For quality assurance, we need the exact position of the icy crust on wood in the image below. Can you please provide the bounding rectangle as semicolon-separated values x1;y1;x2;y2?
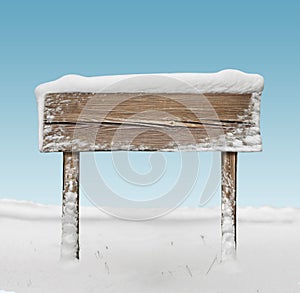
61;153;80;260
221;153;237;261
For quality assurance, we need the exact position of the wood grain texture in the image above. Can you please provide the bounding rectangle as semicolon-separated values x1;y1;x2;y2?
41;92;262;152
221;152;237;260
61;152;80;260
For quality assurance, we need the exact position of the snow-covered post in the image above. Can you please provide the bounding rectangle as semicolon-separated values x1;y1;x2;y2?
61;152;80;260
221;152;237;261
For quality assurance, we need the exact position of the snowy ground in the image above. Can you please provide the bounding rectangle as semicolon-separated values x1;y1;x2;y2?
0;200;299;293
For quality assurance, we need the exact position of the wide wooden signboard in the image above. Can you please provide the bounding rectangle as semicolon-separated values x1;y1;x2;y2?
41;92;261;152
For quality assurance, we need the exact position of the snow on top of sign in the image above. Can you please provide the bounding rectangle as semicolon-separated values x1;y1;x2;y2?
35;69;264;101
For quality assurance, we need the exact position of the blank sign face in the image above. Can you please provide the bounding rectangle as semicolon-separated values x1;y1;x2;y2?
40;92;262;153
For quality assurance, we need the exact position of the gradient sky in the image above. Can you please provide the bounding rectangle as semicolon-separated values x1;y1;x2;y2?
0;0;299;207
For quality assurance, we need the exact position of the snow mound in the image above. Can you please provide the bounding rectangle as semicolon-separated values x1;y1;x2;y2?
0;200;297;224
0;200;299;293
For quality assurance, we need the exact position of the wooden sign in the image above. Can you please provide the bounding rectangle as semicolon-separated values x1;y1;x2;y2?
36;70;264;261
41;92;261;152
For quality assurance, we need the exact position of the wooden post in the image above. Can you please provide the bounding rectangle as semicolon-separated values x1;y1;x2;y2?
61;152;80;260
221;152;237;261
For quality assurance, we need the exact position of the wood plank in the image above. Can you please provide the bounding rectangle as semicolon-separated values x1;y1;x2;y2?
221;152;237;261
61;152;80;260
41;92;262;152
42;122;258;152
44;93;253;124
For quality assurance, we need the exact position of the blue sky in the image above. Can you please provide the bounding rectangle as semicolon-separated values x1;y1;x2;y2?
0;0;299;207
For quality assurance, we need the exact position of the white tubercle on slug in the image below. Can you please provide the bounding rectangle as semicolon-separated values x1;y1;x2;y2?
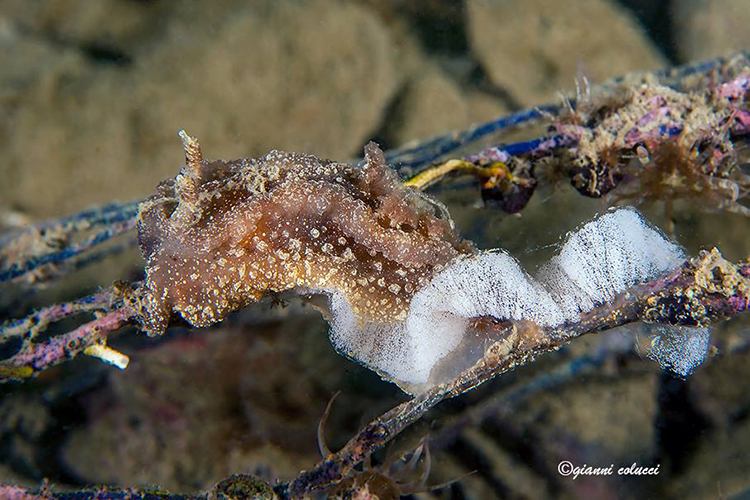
324;207;710;394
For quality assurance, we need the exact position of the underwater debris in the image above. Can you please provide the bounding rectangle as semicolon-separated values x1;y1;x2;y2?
558;72;750;218
324;440;441;500
208;474;278;500
403;67;750;219
317;398;444;500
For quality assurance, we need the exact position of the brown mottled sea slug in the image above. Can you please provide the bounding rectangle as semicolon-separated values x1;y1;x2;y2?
137;132;473;387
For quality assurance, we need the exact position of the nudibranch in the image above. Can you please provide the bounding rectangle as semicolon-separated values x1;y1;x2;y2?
137;133;473;383
137;132;710;395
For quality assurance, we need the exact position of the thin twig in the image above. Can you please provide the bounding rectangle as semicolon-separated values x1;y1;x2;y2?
0;484;199;500
0;218;138;283
0;284;140;381
0;306;135;380
1;289;113;342
385;106;560;171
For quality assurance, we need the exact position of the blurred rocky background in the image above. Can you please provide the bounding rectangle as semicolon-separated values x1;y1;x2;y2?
1;1;750;499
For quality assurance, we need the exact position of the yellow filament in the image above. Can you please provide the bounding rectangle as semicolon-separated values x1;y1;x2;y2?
404;159;512;190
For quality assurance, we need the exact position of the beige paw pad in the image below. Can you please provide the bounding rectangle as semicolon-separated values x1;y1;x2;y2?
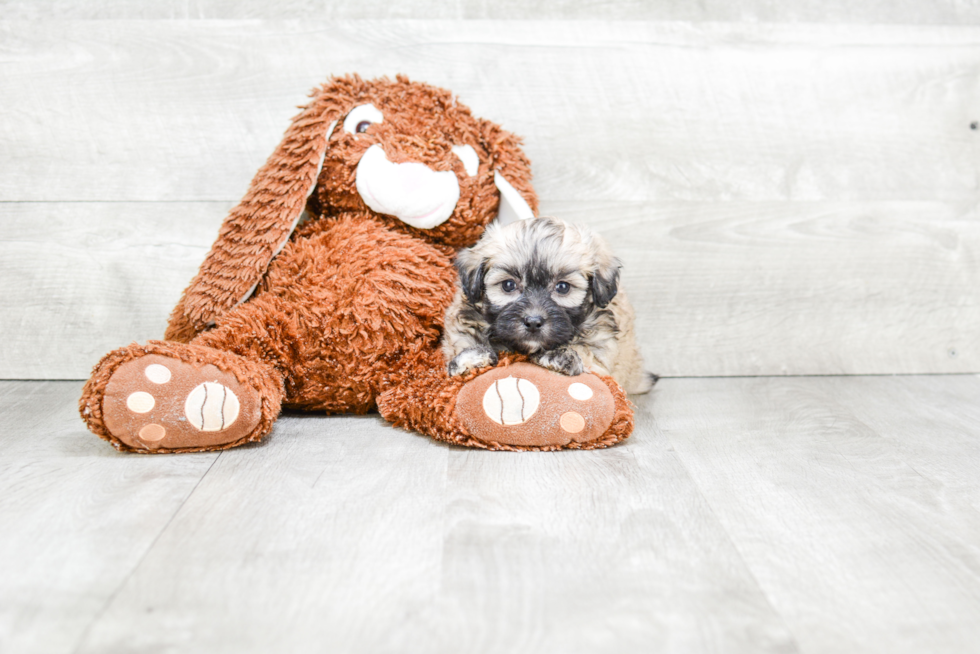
567;382;593;401
138;424;167;442
482;376;540;425
126;391;155;413
560;411;586;433
144;364;172;384
184;382;241;432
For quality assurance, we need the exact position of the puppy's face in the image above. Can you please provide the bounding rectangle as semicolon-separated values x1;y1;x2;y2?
455;217;620;354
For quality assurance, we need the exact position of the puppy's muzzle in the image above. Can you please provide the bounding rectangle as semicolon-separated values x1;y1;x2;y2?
522;314;545;332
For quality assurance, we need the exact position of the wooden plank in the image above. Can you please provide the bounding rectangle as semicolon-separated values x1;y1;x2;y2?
4;20;979;379
1;0;979;23
0;202;227;379
658;375;980;654
821;374;980;507
547;199;980;377
382;405;798;653
0;381;218;654
7;377;980;652
73;392;797;654
4;199;977;379
74;412;455;653
1;21;978;204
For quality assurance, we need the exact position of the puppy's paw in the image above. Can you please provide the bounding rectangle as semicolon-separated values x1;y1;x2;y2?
449;346;499;377
531;347;584;377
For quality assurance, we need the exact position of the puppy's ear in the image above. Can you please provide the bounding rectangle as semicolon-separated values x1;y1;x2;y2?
591;257;621;308
455;248;486;304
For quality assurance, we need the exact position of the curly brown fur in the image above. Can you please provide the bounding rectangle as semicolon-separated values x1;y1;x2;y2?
166;74;537;342
156;74;539;418
444;216;657;394
80;341;283;453
193;215;459;414
81;74;636;453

· · · · · · ·

◆ **What you are asked to do**
Return every entry word for word, leaving the pictures out.

◆ **Reply**
For quality assurance, we need the exact position of the icy crust on wood in the image below. Can you please provide the bounding rectangle as semicolon-separated values x1;y1;x2;y2?
61;153;80;260
221;153;237;261
For quality assurance, we need the exact position of the wood grain texture in the image above. Can you please provide the bounding rectangle as semicolon-separated values x1;y1;x2;y2?
41;92;262;152
221;152;237;260
61;152;80;260
For quality assurance, we need the exact position of the snow-covered post in the image above. Can you please provide the bounding rectangle as semicolon-separated values x1;y1;x2;y2?
61;152;80;260
221;152;237;261
For quality assurance, we need the exact position of the snowy ground in the image above. Can you please provide the bounding rectangle as semicolon-separated values x1;y1;x2;y2?
0;200;299;293
For quality assurance, we need the exact position of the wide wooden signboard in the image above. Can you please provide the bounding rectangle as semicolon-separated values x1;y1;x2;y2?
41;92;261;152
For quality assurance, we need the exact position of the snow on top of sign in the image above. Can you please provide the bounding rectangle as semicolon-separated values x1;y1;x2;y2?
35;69;264;101
For quality assurance, we need the exact position of the blank sign face in the image above. Can you please provide the bounding rectangle as semicolon-separated values x1;y1;x2;y2?
40;92;262;153
For quality assurance, we need the exact position of the gradient sky in the image above. Can you please provide the bounding rectangle as semicolon-separated values x1;y1;x2;y2?
0;0;299;207
For quality assurance, we need the exact position of the snow mound in the image above. Can you please provide the bounding rectangle as semicolon-separated values x1;y1;x2;y2?
0;200;297;224
0;200;299;293
For quality assurance, we need the exact position of the wooden sign in the image above. Can you please provide the bounding rectangle as semicolon-separated values x1;y1;x2;y2?
36;70;264;261
41;92;261;152
For quality assurance, we need the exact position of the wooden post in the image above. Can you please provide the bounding rectangle as semicolon-separated values x1;y1;x2;y2?
61;152;80;260
221;152;237;261
For quality assurance, we need the exact position of the wood plank in the image above. Can you please provide the bounding rectangle as semicolon-separated values x1;y1;x2;y2?
221;152;237;261
61;152;80;260
41;92;262;152
42;122;258;152
44;93;253;124
For quality assurance, we need the exact position of the blue sky in the image above. Can you please provide the bounding rectangle as semicolon-separated values x1;y1;x2;y2?
0;0;299;207
For quality assurance, we need the exact position of the white tubercle on slug in the image below. Can you please provide the bounding rectangle as semicolon-separated values x1;y1;x2;y2?
324;207;710;394
For quality assurance, we need the exact position of the underwater debris in the image above. Can you please provide the bounding rectangle as semicolon-separated values x1;y1;x2;y2?
558;72;750;218
324;440;441;500
208;474;278;500
403;67;750;219
317;398;444;500
For quality assurance, we need the exact position of the brown mottled sea slug in the image above. Can you please provide the bounding rectangle as semicolon-separated values x1;y1;x2;y2?
137;132;473;387
For quality assurance, we need the exact position of the nudibranch in the image above. Can you please provide the bounding rectangle as semicolon-separated values x1;y1;x2;y2?
137;133;473;383
137;132;710;395
For quality assurance, we need the exact position of the thin twig in the image above. Can you please provide the bounding rectangle as semicolon-separated values x1;y1;x2;y2?
0;484;199;500
0;218;138;283
0;284;140;381
0;306;135;380
1;289;113;342
385;106;560;171
For quality assurance, we need the exact position of the blurred rocky background in the image above. Can you please provide the bounding rectangle as semicolon-separated values x1;y1;x2;y2?
1;1;750;499
For quality assurance, we need the exact position of the yellow filament in the image above. Can you please provide the bounding rectangle as semicolon-separated values x1;y1;x2;y2?
404;159;512;190
For quality assurance, we need the exact position of the beige paw pad in the image below. Can you please provide the bounding rectangle as semicolon-separated values x1;y1;x2;y2?
567;382;593;401
138;424;167;442
482;376;540;425
126;391;155;413
560;411;586;433
144;364;172;384
184;382;241;432
For quality assurance, we need the exact position of the puppy's face in the image above. Can you please provide the bounding rectangle as semicolon-separated values x1;y1;x2;y2?
455;217;620;354
For quality assurance, we need the exact position of the puppy's muzzle in the image above. Can you please provide the bounding rectangle as semicolon-separated values x1;y1;x2;y2?
522;314;545;332
For quality assurance, we need the exact position of the wooden plank in the image above. Can you please provide the bounding rectangle as semicolon-separated values x1;y1;x2;y2?
4;20;979;379
1;0;979;23
0;202;227;379
658;375;980;654
821;374;980;507
547;199;980;377
382;405;798;653
0;381;218;654
7;377;980;652
73;392;797;654
4;199;977;379
74;412;455;653
1;21;978;204
For quality assurance, we need the exact position of the puppy's paw in the image above. Can you please provide the bounding rectangle as semicolon-separated values x1;y1;x2;y2?
449;346;499;377
531;347;584;377
For quality assurance, we need the exact position of the puppy's ear in the image above. Can you please provide the bounding rectangle as semicolon-separated values x1;y1;x2;y2?
591;257;621;308
455;248;486;304
For quality assurance, we need the exact position of the curly brown fur in the image above. Can you please provide the bounding rectangle as semicolon-separated values x1;y1;x2;y2?
166;74;537;342
156;74;539;418
444;216;657;394
80;341;283;453
193;215;459;414
81;74;636;453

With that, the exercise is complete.